What you need to do: Extract every line of the records below word for word, and leave the pictures out of your answer.

Extracted data:
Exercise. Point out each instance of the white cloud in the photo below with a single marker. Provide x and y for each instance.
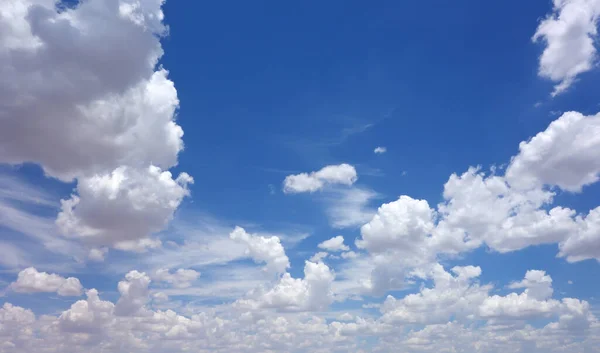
(181, 278)
(85, 100)
(584, 242)
(565, 155)
(125, 205)
(569, 33)
(87, 316)
(311, 293)
(343, 174)
(334, 244)
(318, 257)
(97, 254)
(262, 249)
(104, 99)
(31, 281)
(134, 294)
(349, 207)
(401, 225)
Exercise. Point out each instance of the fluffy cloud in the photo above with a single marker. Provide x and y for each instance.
(584, 242)
(85, 101)
(81, 83)
(401, 225)
(87, 316)
(565, 155)
(263, 249)
(182, 278)
(31, 281)
(343, 174)
(94, 325)
(125, 205)
(313, 292)
(569, 33)
(334, 244)
(134, 294)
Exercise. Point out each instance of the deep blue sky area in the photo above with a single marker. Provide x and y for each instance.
(306, 126)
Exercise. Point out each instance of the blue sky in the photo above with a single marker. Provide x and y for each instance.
(195, 170)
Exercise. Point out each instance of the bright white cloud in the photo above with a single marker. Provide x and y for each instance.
(85, 100)
(181, 278)
(565, 155)
(401, 225)
(349, 207)
(104, 99)
(334, 244)
(569, 34)
(311, 293)
(31, 281)
(343, 174)
(584, 242)
(134, 294)
(263, 249)
(125, 205)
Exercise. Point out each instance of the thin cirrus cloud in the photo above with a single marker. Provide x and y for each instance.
(342, 174)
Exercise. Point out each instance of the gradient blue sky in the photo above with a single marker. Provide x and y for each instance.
(272, 89)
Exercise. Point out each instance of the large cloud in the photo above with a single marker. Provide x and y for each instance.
(83, 98)
(569, 33)
(127, 204)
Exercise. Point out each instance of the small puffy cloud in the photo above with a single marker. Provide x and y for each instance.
(134, 294)
(182, 278)
(85, 100)
(311, 293)
(318, 257)
(401, 225)
(537, 284)
(31, 281)
(569, 33)
(334, 244)
(343, 174)
(584, 242)
(565, 155)
(87, 316)
(263, 249)
(97, 254)
(124, 205)
(349, 207)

Finished task:
Exercise. Point out each instance of the white cloud in the photo below with a single marker. Provide x and y for each instance.
(181, 278)
(85, 100)
(584, 242)
(565, 155)
(125, 205)
(569, 33)
(87, 316)
(311, 293)
(343, 174)
(334, 244)
(318, 257)
(97, 254)
(262, 249)
(104, 99)
(31, 281)
(134, 294)
(349, 207)
(401, 225)
Exercise. Point out each instance of the fluffy cloud in the photo above with a single marker. Provide x and y for each instance.
(584, 242)
(85, 101)
(81, 83)
(401, 225)
(87, 316)
(565, 155)
(263, 249)
(182, 278)
(31, 281)
(343, 174)
(94, 325)
(125, 205)
(313, 292)
(569, 33)
(334, 244)
(134, 294)
Exercise. Point out each instance of the deep blue sky area in the photo above with a single marker. Provide x and y for each instance.
(306, 126)
Exercise. Point out each instance of the blue sky in the photo above with a single marker. Provide x and y for each instance.
(195, 170)
Exercise. Point out each instance of the bright white cloud in the photo above with a single marker. Provide x and y for each instance.
(85, 100)
(181, 278)
(565, 155)
(401, 225)
(349, 207)
(104, 99)
(334, 244)
(569, 34)
(311, 293)
(31, 281)
(343, 174)
(584, 242)
(134, 294)
(263, 249)
(125, 205)
Exercise. Point out each instance of the thin cirrus cloud in the photo above with a single marker. Provide x and y for each instance.
(342, 174)
Exercise. Point out each instance of the gradient blue sky in the photo above with a single marker. Provide x and y for each instance.
(272, 89)
Exercise. Point out each instance of the large cloud in the photo above with a single marker. Provide x and y for each instance.
(83, 98)
(569, 33)
(127, 204)
Exercise. Point out each instance of the small puffy cloud in the photo above with a single marker. Provide x and y for each instance.
(134, 294)
(182, 278)
(85, 100)
(311, 293)
(318, 257)
(401, 225)
(537, 284)
(31, 281)
(569, 33)
(334, 244)
(343, 174)
(584, 242)
(565, 155)
(87, 316)
(263, 249)
(97, 254)
(124, 205)
(349, 207)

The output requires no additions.